Task to carry out -> Please list every line below that contains the word "lake". Case counts, so only matches with the same capitalization qualify.

Start of Records provided

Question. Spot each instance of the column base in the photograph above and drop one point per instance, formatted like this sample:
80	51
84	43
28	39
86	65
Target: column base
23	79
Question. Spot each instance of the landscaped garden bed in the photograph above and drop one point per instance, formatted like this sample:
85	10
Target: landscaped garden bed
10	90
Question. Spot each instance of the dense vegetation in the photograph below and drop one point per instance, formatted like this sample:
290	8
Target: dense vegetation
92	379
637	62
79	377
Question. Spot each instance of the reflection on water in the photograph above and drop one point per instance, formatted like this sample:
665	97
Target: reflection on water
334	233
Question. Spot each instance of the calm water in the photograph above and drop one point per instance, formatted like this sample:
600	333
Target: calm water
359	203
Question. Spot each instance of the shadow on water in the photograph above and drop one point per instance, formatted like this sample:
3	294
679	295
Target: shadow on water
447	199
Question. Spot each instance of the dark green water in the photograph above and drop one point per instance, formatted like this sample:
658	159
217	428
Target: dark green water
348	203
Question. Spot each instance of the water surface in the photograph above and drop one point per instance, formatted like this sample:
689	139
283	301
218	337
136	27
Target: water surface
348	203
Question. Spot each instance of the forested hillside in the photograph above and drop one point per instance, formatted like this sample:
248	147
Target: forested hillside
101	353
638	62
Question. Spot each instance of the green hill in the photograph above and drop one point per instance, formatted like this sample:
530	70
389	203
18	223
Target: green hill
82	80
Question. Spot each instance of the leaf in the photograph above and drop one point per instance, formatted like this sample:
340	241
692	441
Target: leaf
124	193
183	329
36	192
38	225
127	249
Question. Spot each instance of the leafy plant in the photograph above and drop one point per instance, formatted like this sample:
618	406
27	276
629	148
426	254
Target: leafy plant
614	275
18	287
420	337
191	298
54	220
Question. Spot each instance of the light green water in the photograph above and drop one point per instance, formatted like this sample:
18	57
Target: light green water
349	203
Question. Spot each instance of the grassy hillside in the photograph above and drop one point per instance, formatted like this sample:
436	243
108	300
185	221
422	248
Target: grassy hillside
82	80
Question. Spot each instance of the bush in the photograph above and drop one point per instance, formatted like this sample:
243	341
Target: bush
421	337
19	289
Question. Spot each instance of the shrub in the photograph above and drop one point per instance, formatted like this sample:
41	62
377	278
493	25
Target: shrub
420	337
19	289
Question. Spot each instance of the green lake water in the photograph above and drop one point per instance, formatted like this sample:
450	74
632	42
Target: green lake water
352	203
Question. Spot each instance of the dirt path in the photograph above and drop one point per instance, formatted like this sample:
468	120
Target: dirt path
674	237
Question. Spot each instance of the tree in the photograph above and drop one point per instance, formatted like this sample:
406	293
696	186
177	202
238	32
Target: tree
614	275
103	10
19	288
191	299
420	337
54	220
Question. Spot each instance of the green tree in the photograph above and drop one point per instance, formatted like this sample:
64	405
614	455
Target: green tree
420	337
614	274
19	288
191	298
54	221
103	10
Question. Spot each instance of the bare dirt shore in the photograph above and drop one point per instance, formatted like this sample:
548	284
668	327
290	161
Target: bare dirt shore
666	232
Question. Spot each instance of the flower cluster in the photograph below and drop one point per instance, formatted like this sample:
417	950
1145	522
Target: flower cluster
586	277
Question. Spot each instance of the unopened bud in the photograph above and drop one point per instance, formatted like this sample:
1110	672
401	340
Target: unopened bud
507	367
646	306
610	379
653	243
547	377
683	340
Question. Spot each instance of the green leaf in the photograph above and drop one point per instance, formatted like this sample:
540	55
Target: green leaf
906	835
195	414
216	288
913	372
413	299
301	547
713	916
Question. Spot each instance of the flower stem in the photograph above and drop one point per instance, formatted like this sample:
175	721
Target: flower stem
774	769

End of Records provided
Start of Records provided

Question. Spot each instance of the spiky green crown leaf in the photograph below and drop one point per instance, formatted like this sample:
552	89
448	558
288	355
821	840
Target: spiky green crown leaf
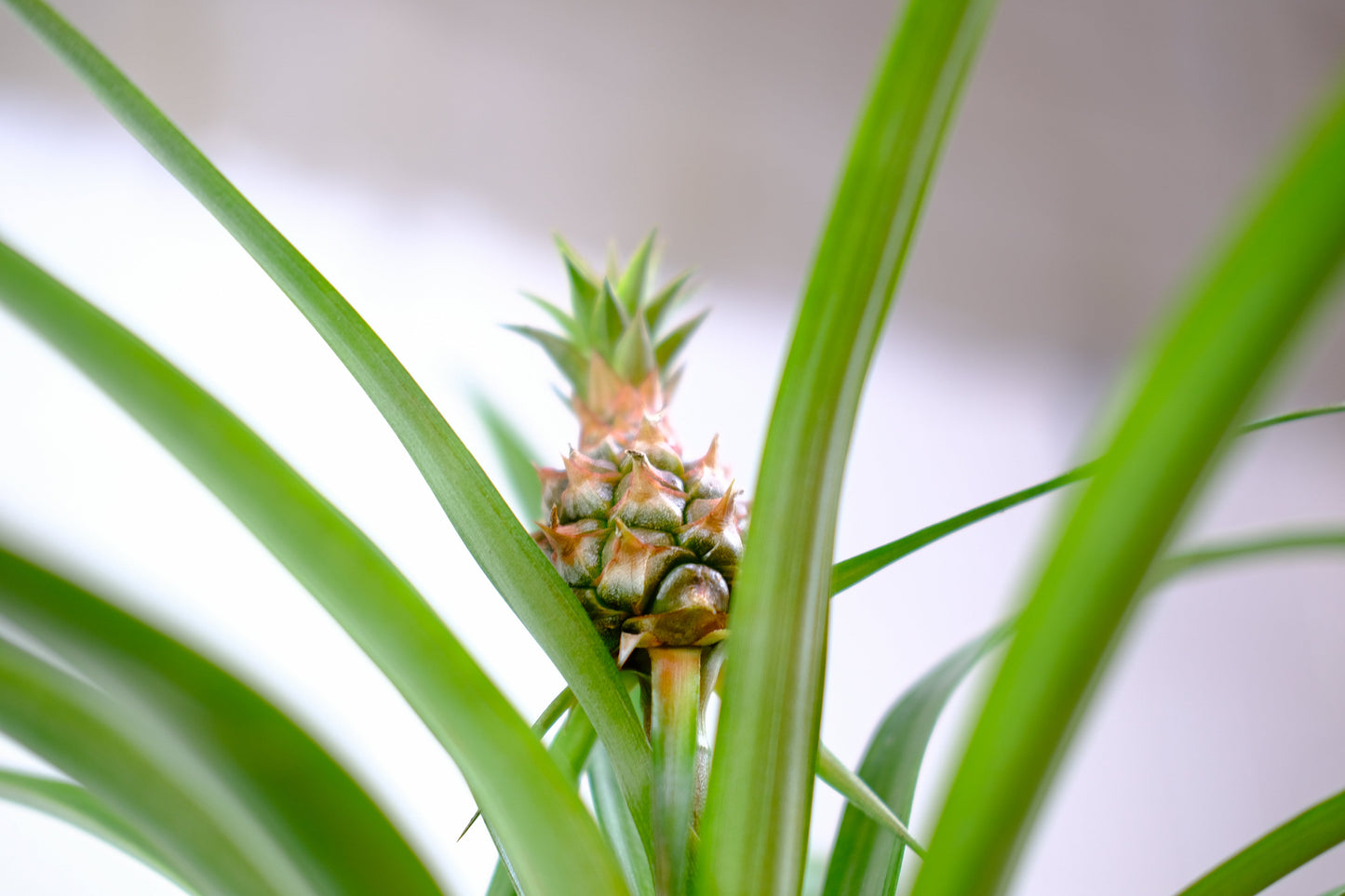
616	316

End of Records provided

Answer for the task ->
Question. Spot each instance of the green lake water in the photograph above and drop one point per instance, formatted like this sample:
Target: green lake water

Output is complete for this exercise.